◆ Excerto da fonte:

PORTAS REAGE, MAS NADA DISTO INTERESSA
Depois de alguns episódios manifestamente infelizes – a questão das reformas e o cancelamento da visita à escola António Arroio –, Cavaco tenta reganhar a simpatia do PS de Seguro e de Proença com algumas declarações contundentes sobre a política do Governo e da União Europeia.
Um dia depois de Gaspar, em substituição da Troika, mas com o seu agrément, ter exibido o “êxito” da política governamental decorrente de uma “avaliação muito positiva” da execução do Memorandum de intervenção que tem vindo a ser posto em prática com inexcedível zelo pelo Governo Passos Coelho, Cavaco apoiando-se na evidência dos factos - previsão de recessão superior à anteriormente prevista e subida em flecha do desemprego para números nunca antes alcançados, apesar de dezenas de milhares de portugueses já terem respondido à actual situação mostrando-lhe os calcanhares – e antevendo novas medidas de austeridade, atacou a covardia política dos líderes europeus, a ausência de solidariedade europeia e manifestou-se claramente contra novas medidas de austeridade que, com toda a probabilidade, o Governo se prepara para tomar este ano quando os resultados, nomeadamente do lado da receita, forem ainda piores do que as piores previsões da actualidade.
A esquerda reage com prudência às declarações de Cavaco, cada vez mais parecidas com as posições do PS – concordar no essencial e divergir no acessório - , apesar de elas causarem uma profunda incomodidade ao Governo, principalmente ao CDS.

(Registos do conjunto de dados de apontamento)
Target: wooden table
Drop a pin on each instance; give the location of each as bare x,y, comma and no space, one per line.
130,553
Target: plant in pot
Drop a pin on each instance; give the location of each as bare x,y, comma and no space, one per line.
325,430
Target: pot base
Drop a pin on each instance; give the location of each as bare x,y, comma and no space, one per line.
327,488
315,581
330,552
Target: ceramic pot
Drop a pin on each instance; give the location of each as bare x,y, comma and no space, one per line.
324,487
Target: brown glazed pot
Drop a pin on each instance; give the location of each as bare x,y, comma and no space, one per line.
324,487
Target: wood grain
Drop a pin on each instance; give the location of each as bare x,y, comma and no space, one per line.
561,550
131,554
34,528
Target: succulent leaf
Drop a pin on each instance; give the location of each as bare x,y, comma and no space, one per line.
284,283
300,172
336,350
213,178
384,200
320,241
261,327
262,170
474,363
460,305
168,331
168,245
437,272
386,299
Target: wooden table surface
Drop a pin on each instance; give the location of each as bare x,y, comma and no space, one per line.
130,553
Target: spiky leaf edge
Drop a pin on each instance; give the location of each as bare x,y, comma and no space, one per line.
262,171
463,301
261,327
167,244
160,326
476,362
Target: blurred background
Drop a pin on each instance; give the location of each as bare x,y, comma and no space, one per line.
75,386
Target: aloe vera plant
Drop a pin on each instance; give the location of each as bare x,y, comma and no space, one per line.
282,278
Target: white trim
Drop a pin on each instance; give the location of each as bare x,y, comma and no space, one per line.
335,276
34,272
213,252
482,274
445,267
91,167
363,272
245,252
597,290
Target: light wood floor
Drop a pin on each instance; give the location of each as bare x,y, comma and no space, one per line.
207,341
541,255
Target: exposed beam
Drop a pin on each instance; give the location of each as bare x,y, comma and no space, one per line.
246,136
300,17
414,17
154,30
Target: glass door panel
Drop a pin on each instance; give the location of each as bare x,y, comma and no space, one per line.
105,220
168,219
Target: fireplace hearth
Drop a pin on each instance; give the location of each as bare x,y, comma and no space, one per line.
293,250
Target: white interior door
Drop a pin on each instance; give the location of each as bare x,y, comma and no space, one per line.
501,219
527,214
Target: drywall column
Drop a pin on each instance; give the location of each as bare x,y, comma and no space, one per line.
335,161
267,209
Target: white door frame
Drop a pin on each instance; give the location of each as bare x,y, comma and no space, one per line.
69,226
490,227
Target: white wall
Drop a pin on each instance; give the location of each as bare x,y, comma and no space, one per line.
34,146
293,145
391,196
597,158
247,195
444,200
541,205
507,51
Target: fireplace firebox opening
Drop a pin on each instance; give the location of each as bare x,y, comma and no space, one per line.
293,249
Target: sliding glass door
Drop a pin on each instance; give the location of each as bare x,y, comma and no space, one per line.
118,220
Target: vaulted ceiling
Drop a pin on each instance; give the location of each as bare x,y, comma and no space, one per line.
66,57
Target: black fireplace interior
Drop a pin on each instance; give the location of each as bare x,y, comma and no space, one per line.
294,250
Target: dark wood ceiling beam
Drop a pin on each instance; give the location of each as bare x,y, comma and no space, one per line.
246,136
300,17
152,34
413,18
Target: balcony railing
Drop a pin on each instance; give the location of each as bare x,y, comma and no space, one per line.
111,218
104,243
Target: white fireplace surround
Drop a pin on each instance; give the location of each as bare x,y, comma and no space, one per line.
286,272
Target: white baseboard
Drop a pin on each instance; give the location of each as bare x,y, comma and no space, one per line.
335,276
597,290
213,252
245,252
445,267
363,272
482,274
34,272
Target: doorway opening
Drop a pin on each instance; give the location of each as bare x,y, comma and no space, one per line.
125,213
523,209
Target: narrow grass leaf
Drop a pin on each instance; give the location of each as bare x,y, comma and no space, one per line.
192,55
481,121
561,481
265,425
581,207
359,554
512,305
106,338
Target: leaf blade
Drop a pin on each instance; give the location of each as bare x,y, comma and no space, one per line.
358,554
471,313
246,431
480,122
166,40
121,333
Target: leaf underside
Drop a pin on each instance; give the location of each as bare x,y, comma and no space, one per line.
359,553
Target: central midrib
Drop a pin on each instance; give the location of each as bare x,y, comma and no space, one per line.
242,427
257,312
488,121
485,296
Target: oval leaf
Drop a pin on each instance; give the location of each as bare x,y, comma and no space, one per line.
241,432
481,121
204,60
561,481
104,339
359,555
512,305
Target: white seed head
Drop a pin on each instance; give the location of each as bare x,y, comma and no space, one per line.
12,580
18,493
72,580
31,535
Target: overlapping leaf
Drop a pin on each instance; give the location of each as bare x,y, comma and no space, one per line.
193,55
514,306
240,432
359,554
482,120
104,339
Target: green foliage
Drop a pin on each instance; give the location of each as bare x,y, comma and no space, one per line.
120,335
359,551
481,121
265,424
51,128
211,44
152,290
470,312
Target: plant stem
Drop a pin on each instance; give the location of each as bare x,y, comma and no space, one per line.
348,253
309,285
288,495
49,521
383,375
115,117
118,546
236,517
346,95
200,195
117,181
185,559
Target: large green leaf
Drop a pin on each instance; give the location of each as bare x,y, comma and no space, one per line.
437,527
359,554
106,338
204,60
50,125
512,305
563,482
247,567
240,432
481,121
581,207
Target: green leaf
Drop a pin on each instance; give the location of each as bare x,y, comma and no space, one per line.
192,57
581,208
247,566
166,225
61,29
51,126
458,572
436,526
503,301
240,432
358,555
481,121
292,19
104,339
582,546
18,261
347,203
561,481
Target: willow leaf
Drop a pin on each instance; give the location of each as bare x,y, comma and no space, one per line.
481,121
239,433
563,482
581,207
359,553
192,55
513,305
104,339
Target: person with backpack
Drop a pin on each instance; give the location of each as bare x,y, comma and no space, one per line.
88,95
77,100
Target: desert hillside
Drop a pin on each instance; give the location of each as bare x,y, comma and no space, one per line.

◆ Exercícios:
1/ Atualize o texto sobre Cavaco, começando em "PORTAS REAGE, MAS" e terminando em "da União Europeia.", de modo que "Governo" passe a ser "Executivo".
2/ Traduza para inglês a seguinte frase do texto sobre Cavaco: "Depois de alguns episódios manifestamente infelizes – a questão das reformas e o cancelamento da visita à escola António Arroio –, Cavaco tenta reganhar a simpatia do PS de Seguro e de Proença com algumas declarações contundentes sobre a política do Governo e da União Europeia."
3/ Retome o texto sobre Cavaco a partir do ponto em que termina.
Os registos são material à parte, sem ligação ao texto.

◆ Respostas:
1/
PORTAS REAGE, MAS NADA DISTO INTERESSA
Depois de alguns episódios manifestamente infelizes – a questão das reformas e o cancelamento da visita à escola António Arroio –, Cavaco tenta reganhar a simpatia do PS de Seguro e de Proença com algumas declarações contundentes sobre a política do Executivo e da União Europeia.

2/ After some plainly unfortunate episodes – the pensions issue and the cancellation of the visit to the António Arroio school – Cavaco is trying to win back the sympathy of Seguro's and Proença's PS with some forceful statements about the policy of the Government and of the European Union.

3/
O CDS, como se sabe, tem no Governo dois Ministros - Cristas e Mota Soares – encarregados, respectivamente, de acabar com os velhos e de manter o maior número possível de pobres em estado catatónico – no sentido etimológico do termo -, unidos no esforço conjunto de diminuir a despesa pública em áreas sociais mediaticamente pouco sensíveis e com escassa ou nenhuma capacidade reivindicativa, enquanto Portas, pavoneando-se nos Estrangeiros – onde por óbvias razões se sente como peixe na água – tenta capitalizar politicamente o descontentamento, pondo-se à margem do que se passa cá dentro e eclipsando-se da cena europeia, hoje na convergência fatal de todas as críticas de política interna.
Acontece, porém, que as declarações de Cavaco suscitaram em Portas o espectro de um “Bloco Central” apendiculado pelo CDS, receio que o fez reagir de imediato, mesmo antes do omnipresente Relvas, às declarações do Presidente.
Deixemo-nos de fantasias: nada disto tem muito interesse. Embora reconhecendo que estas divergências estão um bocadinho para além das guerras de Alecrim e Manjerona, a verdade é que nem o fanatismo ideológico de Gaspar nem o pragmatismo de Relvas, ambos apoiados por um Passos Coelho ainda indecisivo, e muito menos o oportunismo de Portas, têm qualquer possibilidade de tirar Portugal do atoleiro em que se encontra. Como também não têm as alterações pouco mais que cosméticas propostas pelos derrotados e desnorteados socialistas europeus, a cuja linha Cavaco parece ter agora aderido, pelo menos no plano retórico.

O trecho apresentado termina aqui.